◆ **MATERIAL SHOWN**:
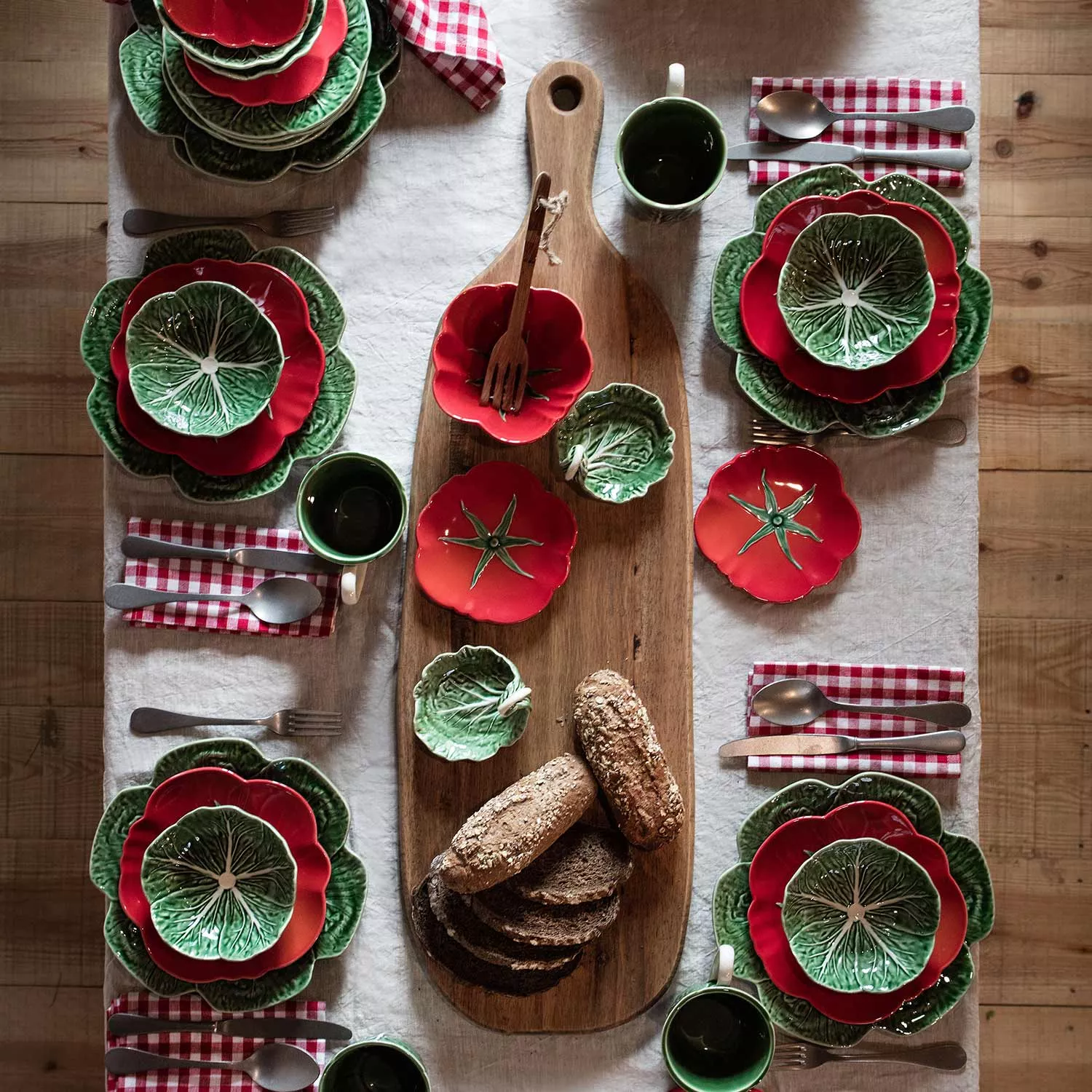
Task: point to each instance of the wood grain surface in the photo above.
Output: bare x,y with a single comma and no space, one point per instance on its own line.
1035,970
633,563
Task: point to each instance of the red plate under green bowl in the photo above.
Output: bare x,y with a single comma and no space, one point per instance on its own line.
793,843
284,810
296,82
767,329
494,544
778,522
559,362
240,23
255,445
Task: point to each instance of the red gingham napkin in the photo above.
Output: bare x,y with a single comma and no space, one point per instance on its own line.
187,1044
850,94
452,39
178,574
864,685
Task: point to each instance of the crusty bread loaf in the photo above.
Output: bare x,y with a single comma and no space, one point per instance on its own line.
585,864
509,831
622,747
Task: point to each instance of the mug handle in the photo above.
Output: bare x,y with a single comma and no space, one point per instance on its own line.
352,583
676,82
723,967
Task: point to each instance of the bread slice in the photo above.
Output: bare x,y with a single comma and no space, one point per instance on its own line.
510,830
469,930
467,967
583,865
531,923
622,747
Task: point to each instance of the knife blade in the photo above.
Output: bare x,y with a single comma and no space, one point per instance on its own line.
810,743
135,1024
947,159
255,557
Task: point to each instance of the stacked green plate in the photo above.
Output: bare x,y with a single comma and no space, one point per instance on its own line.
225,106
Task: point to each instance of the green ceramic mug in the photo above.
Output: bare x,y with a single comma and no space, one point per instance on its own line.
670,153
384,1064
716,1037
352,509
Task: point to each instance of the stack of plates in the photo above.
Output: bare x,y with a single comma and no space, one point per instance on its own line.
854,909
851,305
250,91
227,876
218,366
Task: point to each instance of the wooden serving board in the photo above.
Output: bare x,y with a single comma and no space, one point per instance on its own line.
627,604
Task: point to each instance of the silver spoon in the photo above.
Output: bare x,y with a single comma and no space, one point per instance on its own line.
277,1067
277,601
794,703
801,116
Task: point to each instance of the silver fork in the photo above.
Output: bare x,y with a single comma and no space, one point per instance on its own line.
283,223
808,1056
286,722
945,432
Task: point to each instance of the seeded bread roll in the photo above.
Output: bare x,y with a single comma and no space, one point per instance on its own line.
509,831
622,747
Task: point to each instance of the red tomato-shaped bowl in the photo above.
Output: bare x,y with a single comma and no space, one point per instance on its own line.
494,544
778,522
559,362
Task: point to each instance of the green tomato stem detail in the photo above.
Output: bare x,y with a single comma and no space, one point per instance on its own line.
778,521
493,544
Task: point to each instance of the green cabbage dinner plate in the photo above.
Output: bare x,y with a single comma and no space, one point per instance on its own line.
732,900
895,411
345,893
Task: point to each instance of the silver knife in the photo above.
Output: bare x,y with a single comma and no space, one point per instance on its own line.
133,1024
930,743
947,159
253,557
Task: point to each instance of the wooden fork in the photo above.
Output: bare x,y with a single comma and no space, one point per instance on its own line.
506,376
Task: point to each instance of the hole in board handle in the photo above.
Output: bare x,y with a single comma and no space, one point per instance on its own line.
566,93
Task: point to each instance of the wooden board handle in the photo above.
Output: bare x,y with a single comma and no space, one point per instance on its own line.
565,119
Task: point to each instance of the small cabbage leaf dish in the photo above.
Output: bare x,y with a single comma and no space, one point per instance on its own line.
616,443
218,773
470,703
893,408
898,812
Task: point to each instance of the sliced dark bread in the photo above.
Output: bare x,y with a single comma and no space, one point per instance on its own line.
532,923
583,865
465,928
464,965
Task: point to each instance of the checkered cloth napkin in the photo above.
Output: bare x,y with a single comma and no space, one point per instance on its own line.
869,685
452,39
179,574
850,94
199,1044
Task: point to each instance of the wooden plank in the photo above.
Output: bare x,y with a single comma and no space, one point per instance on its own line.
54,513
1035,397
1037,159
52,653
52,1039
52,915
1024,1048
1035,546
1041,36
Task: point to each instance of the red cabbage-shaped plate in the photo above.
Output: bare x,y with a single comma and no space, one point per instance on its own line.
494,544
255,445
240,23
559,360
284,810
778,522
768,331
790,847
293,84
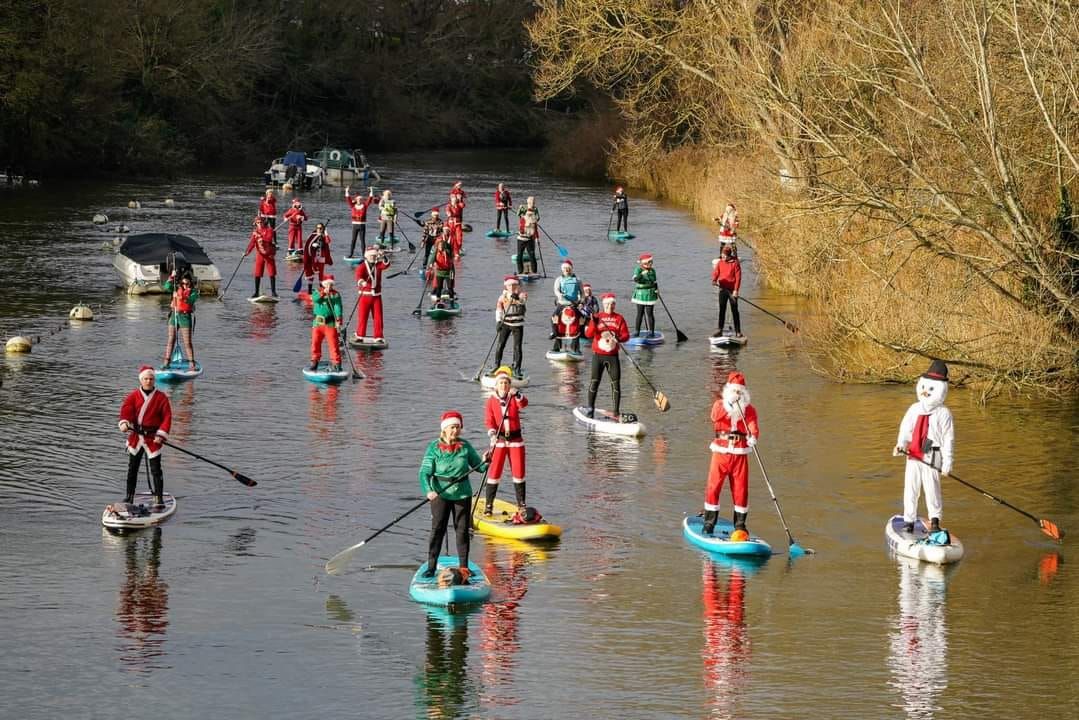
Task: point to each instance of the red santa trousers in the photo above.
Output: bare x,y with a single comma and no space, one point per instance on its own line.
728,465
329,333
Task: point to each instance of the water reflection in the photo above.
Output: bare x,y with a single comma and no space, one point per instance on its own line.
918,640
445,688
142,606
726,651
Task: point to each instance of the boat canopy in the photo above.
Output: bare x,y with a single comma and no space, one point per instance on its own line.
154,248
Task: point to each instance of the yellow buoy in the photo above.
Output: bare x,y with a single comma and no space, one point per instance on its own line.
81,312
18,344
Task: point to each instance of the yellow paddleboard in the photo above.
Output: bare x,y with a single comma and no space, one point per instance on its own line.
500,525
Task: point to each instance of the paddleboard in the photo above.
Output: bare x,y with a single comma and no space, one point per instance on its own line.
368,343
720,540
605,422
726,340
137,515
445,311
488,381
324,376
501,525
564,356
426,589
645,338
914,545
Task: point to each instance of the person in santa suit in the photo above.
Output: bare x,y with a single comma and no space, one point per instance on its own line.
295,216
509,315
503,420
606,329
737,431
726,275
565,321
442,265
503,201
357,207
316,255
620,206
369,284
926,436
432,229
268,209
454,220
146,415
181,315
645,294
264,243
326,306
444,479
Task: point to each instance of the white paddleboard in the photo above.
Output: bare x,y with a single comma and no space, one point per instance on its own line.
605,422
137,515
914,545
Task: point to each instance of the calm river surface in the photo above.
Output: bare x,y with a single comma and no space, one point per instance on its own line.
224,611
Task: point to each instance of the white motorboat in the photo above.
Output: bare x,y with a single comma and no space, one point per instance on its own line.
146,260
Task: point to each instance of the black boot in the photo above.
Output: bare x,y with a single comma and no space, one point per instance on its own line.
740,520
710,517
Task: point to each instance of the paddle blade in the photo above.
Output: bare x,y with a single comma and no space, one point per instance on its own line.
1050,529
337,564
244,479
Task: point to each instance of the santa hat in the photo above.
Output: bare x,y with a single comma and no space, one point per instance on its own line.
938,370
451,418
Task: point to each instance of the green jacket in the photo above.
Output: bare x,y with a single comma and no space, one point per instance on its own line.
440,467
645,291
327,309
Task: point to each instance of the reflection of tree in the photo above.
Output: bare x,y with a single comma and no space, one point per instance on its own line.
142,607
725,653
918,639
447,688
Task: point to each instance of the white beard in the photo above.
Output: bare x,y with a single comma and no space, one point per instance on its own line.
930,394
732,398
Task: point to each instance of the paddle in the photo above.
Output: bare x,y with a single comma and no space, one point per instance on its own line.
337,564
661,402
681,336
790,326
794,548
1047,527
561,250
227,285
479,370
238,476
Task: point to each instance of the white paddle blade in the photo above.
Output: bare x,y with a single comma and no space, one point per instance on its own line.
337,564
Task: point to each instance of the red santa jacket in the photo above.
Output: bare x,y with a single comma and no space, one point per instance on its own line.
731,435
602,322
492,417
262,242
268,207
296,215
149,413
369,277
359,212
727,273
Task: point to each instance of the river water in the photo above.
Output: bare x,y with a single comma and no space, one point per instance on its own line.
226,611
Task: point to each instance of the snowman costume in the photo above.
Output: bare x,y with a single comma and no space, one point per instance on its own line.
926,435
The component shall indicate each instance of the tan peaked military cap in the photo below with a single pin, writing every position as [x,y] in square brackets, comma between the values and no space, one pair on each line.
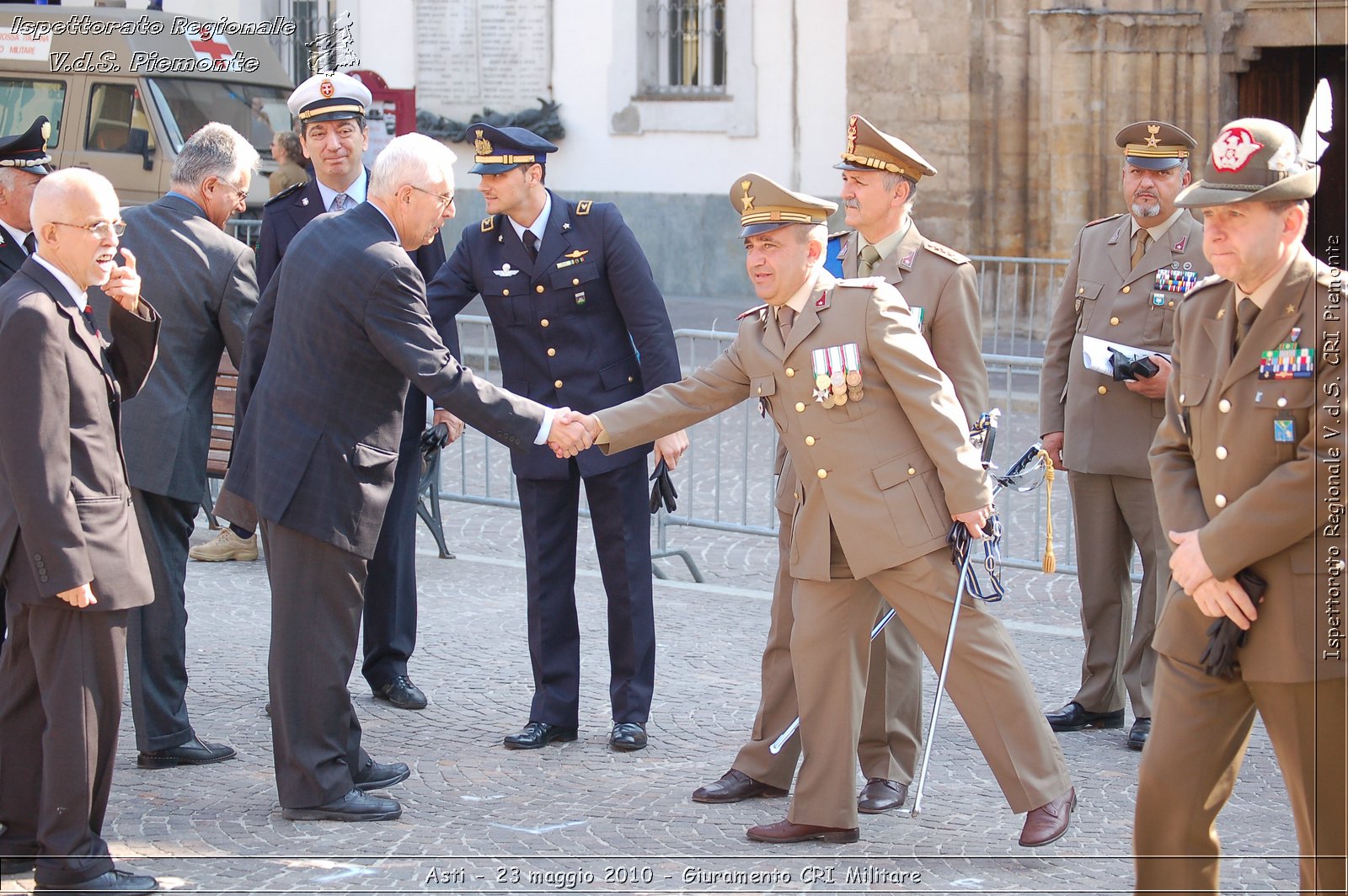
[1253,161]
[765,205]
[869,148]
[1156,146]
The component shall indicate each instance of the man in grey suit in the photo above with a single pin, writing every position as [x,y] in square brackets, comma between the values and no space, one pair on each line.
[206,289]
[340,330]
[73,563]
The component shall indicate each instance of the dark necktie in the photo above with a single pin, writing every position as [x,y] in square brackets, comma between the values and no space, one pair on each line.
[1246,314]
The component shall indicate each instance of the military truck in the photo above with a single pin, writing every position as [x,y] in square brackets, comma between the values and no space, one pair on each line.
[126,88]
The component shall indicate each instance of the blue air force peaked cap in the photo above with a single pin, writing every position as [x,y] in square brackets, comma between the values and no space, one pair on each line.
[499,150]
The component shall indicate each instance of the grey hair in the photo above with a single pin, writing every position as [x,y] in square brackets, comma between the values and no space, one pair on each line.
[215,152]
[411,159]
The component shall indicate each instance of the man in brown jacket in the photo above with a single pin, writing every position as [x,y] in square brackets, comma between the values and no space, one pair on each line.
[886,462]
[1127,276]
[1244,465]
[880,175]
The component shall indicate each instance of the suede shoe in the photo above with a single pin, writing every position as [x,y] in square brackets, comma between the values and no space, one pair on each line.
[1073,717]
[880,795]
[1051,821]
[195,752]
[627,738]
[356,806]
[381,775]
[732,787]
[1139,733]
[539,734]
[114,882]
[401,693]
[790,833]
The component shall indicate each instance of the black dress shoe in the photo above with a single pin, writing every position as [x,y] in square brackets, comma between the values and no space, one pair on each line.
[114,882]
[538,734]
[195,752]
[627,738]
[381,775]
[1073,718]
[732,787]
[401,693]
[356,806]
[880,795]
[1139,732]
[17,866]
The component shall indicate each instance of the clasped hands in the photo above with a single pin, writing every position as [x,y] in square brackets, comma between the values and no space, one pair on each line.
[1213,597]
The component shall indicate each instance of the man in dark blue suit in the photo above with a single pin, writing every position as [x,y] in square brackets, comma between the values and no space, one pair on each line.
[332,131]
[579,323]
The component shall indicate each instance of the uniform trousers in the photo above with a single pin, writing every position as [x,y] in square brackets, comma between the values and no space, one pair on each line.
[891,717]
[316,603]
[1199,739]
[987,684]
[60,709]
[157,633]
[620,518]
[1115,514]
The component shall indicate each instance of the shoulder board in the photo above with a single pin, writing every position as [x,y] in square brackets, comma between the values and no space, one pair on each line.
[944,251]
[1111,217]
[863,283]
[285,193]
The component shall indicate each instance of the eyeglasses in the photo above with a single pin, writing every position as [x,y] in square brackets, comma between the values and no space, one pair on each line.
[447,200]
[101,229]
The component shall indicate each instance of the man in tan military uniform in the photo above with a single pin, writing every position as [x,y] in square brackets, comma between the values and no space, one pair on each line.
[858,401]
[880,175]
[1126,278]
[1244,464]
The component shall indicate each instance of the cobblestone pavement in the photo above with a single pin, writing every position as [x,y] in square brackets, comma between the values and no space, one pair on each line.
[580,819]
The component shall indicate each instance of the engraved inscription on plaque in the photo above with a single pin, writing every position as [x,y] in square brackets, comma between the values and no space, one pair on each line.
[483,53]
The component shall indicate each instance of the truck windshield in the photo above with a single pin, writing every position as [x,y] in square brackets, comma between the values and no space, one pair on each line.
[254,111]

◆ **GIVEN REQUEST**: Give back exactly the lines that run from the line with "The component shall indicate each instance of the uniform" through the close of the material, counting both ends, and nothing more.

◆ **THE OUTPUT**:
The component shall indicate each instance of the uniform trousers in the photo above with a single pin, writing every position as [x,y] in square brackets, comma between the values and no space, one pair on each line.
[891,717]
[316,603]
[1199,739]
[987,684]
[60,709]
[157,633]
[620,518]
[1115,514]
The component shall indicate each instance of the shoulder board in the photo above with a single pin, writing every position as [x,y] in square brackets, comma between the values and no space, one pair on each line.
[944,251]
[1111,217]
[863,283]
[285,193]
The component shall indicate each instance of the eyeglasses in the photo above with a single pin, writing every position as [x,y] in square brackets, comma between the values and no space, one pair on each line.
[447,200]
[101,229]
The component shall indicate each instance of the man in tan military uniform in the photo above with a single pin, writing every position as [x,y] in square brackets, comma between the values and no space, one pair on each line.
[858,401]
[880,175]
[1126,278]
[1244,464]
The component shall indicate each instance of the cobblestone pavement in the photo above with a single pin, writing every position as [x,y] in square brackets, comma between the values and no space, one pair on each line.
[580,819]
The component shall indicate each instance of the engraved inscription on plaque in the photo above with a single pin, writing every position as [x,y] in square brackets, comma between the values and no space, one pair on each line.
[483,53]
The component shall indicate each instance of the truck windshield in the photo above with a single pin, writing every position as [x,y] in square brackets, comma between the values and no space, one pair on each line.
[254,111]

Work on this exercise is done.